== Segment start ==

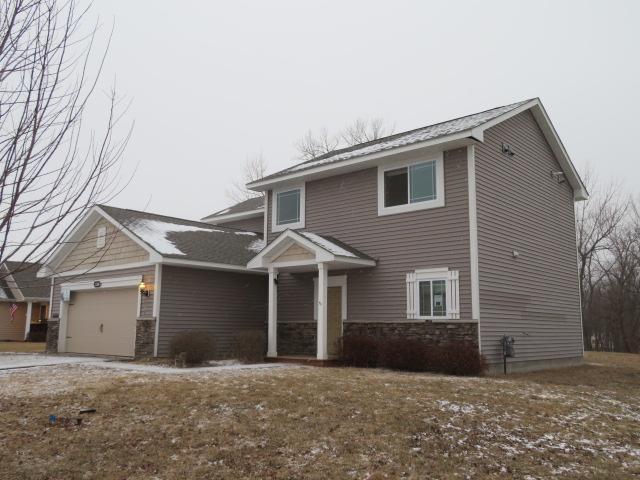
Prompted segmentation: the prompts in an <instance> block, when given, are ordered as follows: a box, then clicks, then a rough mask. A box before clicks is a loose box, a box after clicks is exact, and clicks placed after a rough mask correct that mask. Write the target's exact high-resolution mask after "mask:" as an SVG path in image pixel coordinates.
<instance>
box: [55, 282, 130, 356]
mask: <svg viewBox="0 0 640 480" xmlns="http://www.w3.org/2000/svg"><path fill="white" fill-rule="evenodd" d="M138 298H139V294H138V290H137V288H135V287H134V288H132V287H126V288H111V289H99V290H85V291H82V290H80V291H74V292H72V294H71V299H70V301H69V305H68V311H67V338H66V351H67V352H71V353H90V354H94V355H95V354H98V355H115V356H127V357H133V356H134V351H135V336H136V317H137V311H138Z"/></svg>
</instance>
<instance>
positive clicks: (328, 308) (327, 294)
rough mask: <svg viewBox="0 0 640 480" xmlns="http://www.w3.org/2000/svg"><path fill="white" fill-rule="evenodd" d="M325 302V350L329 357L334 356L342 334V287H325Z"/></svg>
mask: <svg viewBox="0 0 640 480" xmlns="http://www.w3.org/2000/svg"><path fill="white" fill-rule="evenodd" d="M327 303H328V305H327V350H328V352H329V356H330V357H336V356H339V355H340V343H339V342H340V337H341V336H342V287H329V288H328V289H327Z"/></svg>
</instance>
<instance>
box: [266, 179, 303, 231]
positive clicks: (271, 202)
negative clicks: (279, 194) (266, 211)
mask: <svg viewBox="0 0 640 480" xmlns="http://www.w3.org/2000/svg"><path fill="white" fill-rule="evenodd" d="M291 190H300V220H299V221H297V222H295V223H285V224H283V225H278V223H277V222H278V193H282V192H289V191H291ZM304 200H305V184H304V183H302V184H297V185H288V186H286V187H281V188H278V189H277V190H273V191H272V192H271V231H272V232H284V231H285V230H287V229H291V230H294V229H296V228H304V213H305V201H304Z"/></svg>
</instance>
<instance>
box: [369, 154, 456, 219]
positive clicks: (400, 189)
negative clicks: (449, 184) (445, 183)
mask: <svg viewBox="0 0 640 480" xmlns="http://www.w3.org/2000/svg"><path fill="white" fill-rule="evenodd" d="M443 164H444V162H443V160H442V154H441V153H440V154H438V155H433V156H430V157H429V158H425V159H424V160H422V161H413V162H404V163H400V164H398V163H396V164H392V165H388V166H380V167H379V170H378V214H379V215H388V214H393V213H401V212H406V211H413V210H422V209H425V208H434V207H441V206H443V205H444V165H443Z"/></svg>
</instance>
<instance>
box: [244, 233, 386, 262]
mask: <svg viewBox="0 0 640 480" xmlns="http://www.w3.org/2000/svg"><path fill="white" fill-rule="evenodd" d="M294 244H298V245H300V246H301V247H303V248H304V249H306V250H308V251H309V252H310V253H312V254H313V255H314V259H313V260H300V261H295V262H281V265H280V266H282V267H289V266H300V265H310V264H314V263H320V262H326V263H329V262H336V261H337V262H341V263H352V264H354V265H363V266H371V267H373V266H375V265H376V262H375V261H374V260H369V259H365V258H355V257H345V256H342V255H336V254H334V253H332V252H330V251H329V250H327V249H325V248H323V247H321V246H320V245H317V244H316V243H314V242H312V241H311V240H308V239H307V238H305V237H303V236H302V235H300V234H299V233H297V232H295V231H293V230H285V231H284V232H282V233H281V234H280V235H279V236H278V238H276V239H275V240H274V241H273V242H271V243H270V244H269V245H267V246H266V247H265V248H263V249H262V251H261V252H260V253H258V255H256V256H255V257H253V258H252V259H251V261H249V263H248V264H247V267H248V268H267V267H269V266H270V265H279V264H278V262H275V264H274V263H273V262H272V259H274V258H277V257H278V256H279V255H280V254H281V253H283V252H284V251H285V250H287V249H288V248H289V247H291V246H292V245H294Z"/></svg>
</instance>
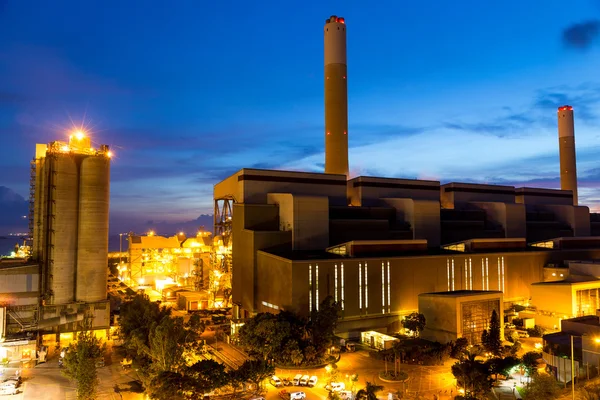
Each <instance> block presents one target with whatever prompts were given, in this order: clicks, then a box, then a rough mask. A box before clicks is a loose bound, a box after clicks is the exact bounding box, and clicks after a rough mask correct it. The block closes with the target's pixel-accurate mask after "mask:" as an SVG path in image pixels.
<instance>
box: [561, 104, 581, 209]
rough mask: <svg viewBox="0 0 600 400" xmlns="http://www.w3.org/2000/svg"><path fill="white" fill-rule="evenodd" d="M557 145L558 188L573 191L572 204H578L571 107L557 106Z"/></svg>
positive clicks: (574, 144) (575, 165)
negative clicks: (557, 126)
mask: <svg viewBox="0 0 600 400" xmlns="http://www.w3.org/2000/svg"><path fill="white" fill-rule="evenodd" d="M558 145H559V154H560V188H561V189H562V190H571V191H572V192H573V205H575V206H576V205H577V204H578V196H577V158H576V156H575V124H574V122H573V107H571V106H562V107H558Z"/></svg>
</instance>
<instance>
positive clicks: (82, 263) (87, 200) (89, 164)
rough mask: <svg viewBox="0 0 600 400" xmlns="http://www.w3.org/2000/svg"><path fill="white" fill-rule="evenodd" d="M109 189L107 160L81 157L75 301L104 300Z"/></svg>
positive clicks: (106, 267)
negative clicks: (78, 221) (81, 158)
mask: <svg viewBox="0 0 600 400" xmlns="http://www.w3.org/2000/svg"><path fill="white" fill-rule="evenodd" d="M109 187H110V162H109V159H108V158H107V157H102V156H100V157H99V156H90V157H86V158H84V159H83V160H82V162H81V167H80V176H79V228H78V245H77V281H76V299H77V301H85V302H91V301H92V302H93V301H101V300H104V299H106V280H107V259H108V207H109Z"/></svg>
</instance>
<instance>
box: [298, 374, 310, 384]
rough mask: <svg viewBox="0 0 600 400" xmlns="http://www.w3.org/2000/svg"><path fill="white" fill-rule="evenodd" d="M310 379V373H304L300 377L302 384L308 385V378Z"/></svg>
mask: <svg viewBox="0 0 600 400" xmlns="http://www.w3.org/2000/svg"><path fill="white" fill-rule="evenodd" d="M309 379H310V376H308V375H302V378H301V379H300V386H306V385H308V380H309Z"/></svg>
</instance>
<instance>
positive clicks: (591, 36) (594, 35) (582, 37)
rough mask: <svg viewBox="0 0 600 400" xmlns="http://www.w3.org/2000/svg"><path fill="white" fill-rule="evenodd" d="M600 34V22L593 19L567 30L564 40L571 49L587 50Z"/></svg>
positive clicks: (563, 36)
mask: <svg viewBox="0 0 600 400" xmlns="http://www.w3.org/2000/svg"><path fill="white" fill-rule="evenodd" d="M598 34H600V20H597V19H593V20H589V21H586V22H581V23H578V24H573V25H571V26H569V27H567V28H565V29H564V30H563V33H562V40H563V43H564V44H565V45H566V46H567V47H569V48H572V49H577V50H585V49H587V48H589V47H590V46H591V45H592V44H593V43H594V41H595V40H596V39H597V38H598Z"/></svg>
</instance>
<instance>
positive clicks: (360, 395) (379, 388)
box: [356, 382, 383, 400]
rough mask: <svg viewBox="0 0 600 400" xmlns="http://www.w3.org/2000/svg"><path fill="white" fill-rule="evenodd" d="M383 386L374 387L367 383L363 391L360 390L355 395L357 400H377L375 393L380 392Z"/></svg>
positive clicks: (382, 389)
mask: <svg viewBox="0 0 600 400" xmlns="http://www.w3.org/2000/svg"><path fill="white" fill-rule="evenodd" d="M382 390H383V386H379V385H376V384H374V383H371V382H367V386H365V388H364V389H360V390H359V391H358V393H356V399H357V400H363V399H364V400H377V392H381V391H382Z"/></svg>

== Segment end ==

> Requirement:
Reproduce word for word the material above, starting with the line that has "positive clicks: (106, 267)" and stopping after the line that has "positive clicks: (591, 36)".

> Result of the task:
positive clicks: (106, 267)
negative clicks: (78, 221) (81, 158)
mask: <svg viewBox="0 0 600 400" xmlns="http://www.w3.org/2000/svg"><path fill="white" fill-rule="evenodd" d="M109 187H110V162H109V159H108V158H107V157H102V156H100V157H99V156H90V157H86V158H84V159H83V160H82V162H81V167H80V176H79V228H78V245H77V281H76V299H77V301H85V302H91V301H92V302H93V301H101V300H104V299H106V280H107V259H108V207H109Z"/></svg>
</instance>
<instance>
box: [298, 374, 310, 384]
rough mask: <svg viewBox="0 0 600 400" xmlns="http://www.w3.org/2000/svg"><path fill="white" fill-rule="evenodd" d="M310 379V373H304L300 377L302 384L308 385V378Z"/></svg>
mask: <svg viewBox="0 0 600 400" xmlns="http://www.w3.org/2000/svg"><path fill="white" fill-rule="evenodd" d="M309 379H310V376H308V375H302V378H301V379H300V386H306V385H308V380H309Z"/></svg>
</instance>
<instance>
positive clicks: (591, 36) (594, 35) (582, 37)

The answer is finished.